**Document text:**
How do we avoid tokenism in consulting people without power?
There are sometimes themes that cross a number of modules that I teach on, which on occasions make preparation simpler, although it must be stressed that each module has a different context.
Last month I was preparing teaching materials for a number of modules – looking at the role of community in social work; community empowerment and marketing. I was also involved, as part of a research team, in undertaking a literature review on looked after children. In all these areas there was a common theme and that was the need to consult and listen to the needs of service users. I think we can also make this more specific and realise that if this consultation process is to mean anything we need to understand people within their own environment.

[Source data]
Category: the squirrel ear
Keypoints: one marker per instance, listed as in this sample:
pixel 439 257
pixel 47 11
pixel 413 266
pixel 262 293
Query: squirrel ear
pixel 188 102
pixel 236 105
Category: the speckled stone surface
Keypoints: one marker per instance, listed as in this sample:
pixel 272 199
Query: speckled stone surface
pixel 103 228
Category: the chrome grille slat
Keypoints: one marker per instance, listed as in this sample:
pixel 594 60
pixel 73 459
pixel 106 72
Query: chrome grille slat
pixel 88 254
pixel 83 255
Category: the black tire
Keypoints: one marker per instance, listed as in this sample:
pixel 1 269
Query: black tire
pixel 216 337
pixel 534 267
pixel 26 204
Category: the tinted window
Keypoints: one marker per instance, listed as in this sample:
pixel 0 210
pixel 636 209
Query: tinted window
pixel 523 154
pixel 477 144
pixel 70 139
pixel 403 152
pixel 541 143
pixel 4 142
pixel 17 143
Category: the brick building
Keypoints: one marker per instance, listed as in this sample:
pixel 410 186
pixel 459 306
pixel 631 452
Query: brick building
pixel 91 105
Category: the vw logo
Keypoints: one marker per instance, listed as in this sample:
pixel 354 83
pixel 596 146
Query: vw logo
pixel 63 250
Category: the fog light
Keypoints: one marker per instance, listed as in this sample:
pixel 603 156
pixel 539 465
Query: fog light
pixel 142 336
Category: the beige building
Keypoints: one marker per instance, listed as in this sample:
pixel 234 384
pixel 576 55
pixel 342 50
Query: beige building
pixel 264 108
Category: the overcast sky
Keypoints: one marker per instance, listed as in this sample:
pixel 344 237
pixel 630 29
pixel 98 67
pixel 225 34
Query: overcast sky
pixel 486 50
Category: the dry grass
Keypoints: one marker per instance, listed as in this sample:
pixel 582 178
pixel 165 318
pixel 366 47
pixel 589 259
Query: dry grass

**Given problem A:** In the post on avoiding tokenism in consultation, what reason does the writer give for preparation sometimes being simpler?
**Given problem B:** Carry on the post about avoiding tokenism in consultation from its last sentence.

**Result A:** Preparation is sometimes simpler because certain themes cross a number of the modules the writer teaches. The writer stresses, though, that each module has a different context.

**Result B:**
This need to consult is enshrined in legislation such as the Children Act 1989, and also in government policy initiatives like Every Child Matters. I also have yet to meet anyone who does not think consulting people is not a good thing. I think all of us, for instance, applauded the Government’s initiative after the publication of the Green Paper to consult ‘interested parties’ to look at the future direction of the care system. This consultation process will involve the collection of a vast amount of data, which in turn will formulate the future direction of services. To make sense of the information, policy makers will make generalisations about looked after children based on the data and the trends that have been identified. This is understandable and it is natural, given that all of us put labels on situations, in part to simplify issues and make sense of them.
The problem I have with terms like consultation, service user involvement, working in partnership and even empowerment, (terms that are liberally sprinkled through social work literature) is that they are so often tokenistic.
They are tokenistic in two main ways, firstly because people often do not listen to what the service users are actually saying and the users themselves don’t feel anything will change as a result of their contribution.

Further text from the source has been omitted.